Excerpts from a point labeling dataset

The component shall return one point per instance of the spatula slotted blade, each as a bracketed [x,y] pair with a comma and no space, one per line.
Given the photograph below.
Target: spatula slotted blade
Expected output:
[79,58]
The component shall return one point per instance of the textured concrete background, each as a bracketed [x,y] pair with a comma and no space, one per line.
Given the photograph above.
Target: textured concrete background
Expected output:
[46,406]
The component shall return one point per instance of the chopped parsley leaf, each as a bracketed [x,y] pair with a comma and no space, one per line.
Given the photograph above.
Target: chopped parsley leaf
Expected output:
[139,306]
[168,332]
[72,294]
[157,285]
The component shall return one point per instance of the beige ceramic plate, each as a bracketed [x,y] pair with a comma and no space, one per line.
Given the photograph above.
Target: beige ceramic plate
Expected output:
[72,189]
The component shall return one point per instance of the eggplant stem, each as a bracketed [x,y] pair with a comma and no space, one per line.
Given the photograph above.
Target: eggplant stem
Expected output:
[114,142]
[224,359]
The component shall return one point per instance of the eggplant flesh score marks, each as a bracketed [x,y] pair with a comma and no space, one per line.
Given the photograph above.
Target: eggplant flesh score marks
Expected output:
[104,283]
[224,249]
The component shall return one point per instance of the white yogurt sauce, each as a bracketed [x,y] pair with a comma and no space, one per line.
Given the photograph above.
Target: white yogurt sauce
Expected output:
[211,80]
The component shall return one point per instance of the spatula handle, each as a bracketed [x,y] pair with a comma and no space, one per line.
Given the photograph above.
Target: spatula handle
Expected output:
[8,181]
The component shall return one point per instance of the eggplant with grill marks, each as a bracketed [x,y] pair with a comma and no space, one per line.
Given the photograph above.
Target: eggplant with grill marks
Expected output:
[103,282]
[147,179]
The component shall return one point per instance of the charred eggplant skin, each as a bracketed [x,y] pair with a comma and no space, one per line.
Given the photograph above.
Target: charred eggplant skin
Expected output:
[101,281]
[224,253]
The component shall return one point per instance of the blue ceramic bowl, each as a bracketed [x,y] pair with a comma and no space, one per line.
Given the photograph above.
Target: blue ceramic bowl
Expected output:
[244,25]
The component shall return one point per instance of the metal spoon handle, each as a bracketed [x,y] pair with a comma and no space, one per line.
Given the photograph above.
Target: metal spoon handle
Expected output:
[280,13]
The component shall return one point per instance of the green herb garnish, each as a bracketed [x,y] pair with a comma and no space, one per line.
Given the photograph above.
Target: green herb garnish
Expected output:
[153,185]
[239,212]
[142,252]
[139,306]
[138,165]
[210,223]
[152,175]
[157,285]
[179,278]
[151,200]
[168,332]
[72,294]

■ Task objective: Please repeat all of the items above word for word, line by line.

■ Output for this exercise:
The component shall return one point per instance of the spatula slotted blade, each as a bracketed [x,y] pair with a comma and no space, one per line.
Given the photograph below.
Target: spatula slotted blade
Expected output:
[79,58]
The component shall return one point per instance of the textured concrete background, each as a bracketed [x,y] pair with a comma and no space, one per line.
Given the photograph above.
Target: textured concrete background
Expected output:
[46,406]
The component shall return one point per instance of the chopped parsley leaf, each as a bracketed [x,y] pair with a comma and no space, one per line.
Given the photograph above.
Target: chopped parsley leaf
Expected output:
[139,306]
[168,332]
[72,294]
[157,285]
The component shall return one point per instance of the beige ceramic plate, each as a bracketed [x,y] pair with a comma and no space, one per line.
Given the photograph above.
Target: beige ceramic plate
Expected output:
[72,189]
The component shall return one point per instance of the eggplant stem, each as a bracketed [x,y] pair with a comma and no space, one per line.
Given the photograph above.
Target: eggplant stem
Expected output:
[114,142]
[224,359]
The component shall return one point per instance of the eggplant flesh score marks, each as a bracketed [x,y] pair with a comma and no space, one per line.
Given the photograph above.
Target: eggplant flesh score marks
Expected output:
[104,283]
[224,249]
The component shall return one point per instance of the white yogurt sauce, each as a bracketed [x,y] pair with a comma and no space, one per line.
Given the photograph above.
Target: white yogurt sauce
Expected output:
[211,80]
The component shall return one point per instance of the spatula handle, each as a bracketed [x,y] pair with a comma and no space, one per line.
Given the photograph above.
Target: spatula handle
Expected output:
[8,181]
The component shall return one point per instance of the eggplant with grill marks, each as a bracketed [x,y] pair with a comma and no space, one per line.
Given the photograph above.
Target: eggplant with grill marks
Expected output:
[103,282]
[147,179]
The component shall return one point per instance of the charred eggplant skin, each as a bracketed [x,y] pair with a comma and no space, one per line.
Given the photograph above.
Target: charred eggplant skin
Expected output:
[101,281]
[224,253]
The component shall return one point per instance of the blue ceramic bowl, each as a bracketed [x,y] pair with a comma and no space, one per line.
Given the photograph above.
Target: blue ceramic bowl
Expected output:
[244,25]
The component shall return one point per instance of the metal spoon handle, each as a bracketed [x,y] pair with a comma and no space, one per line.
Given the photograph above.
Target: metal spoon handle
Expected output:
[280,13]
The component shall return one point per instance of the green herb garnish, each as a bracketed [x,y] pair with a comma and no space, one per line.
Given the photograph above.
Target: green herb garnish
Expected output:
[153,185]
[239,212]
[142,252]
[139,306]
[138,165]
[210,223]
[152,175]
[157,285]
[179,278]
[151,200]
[168,332]
[72,294]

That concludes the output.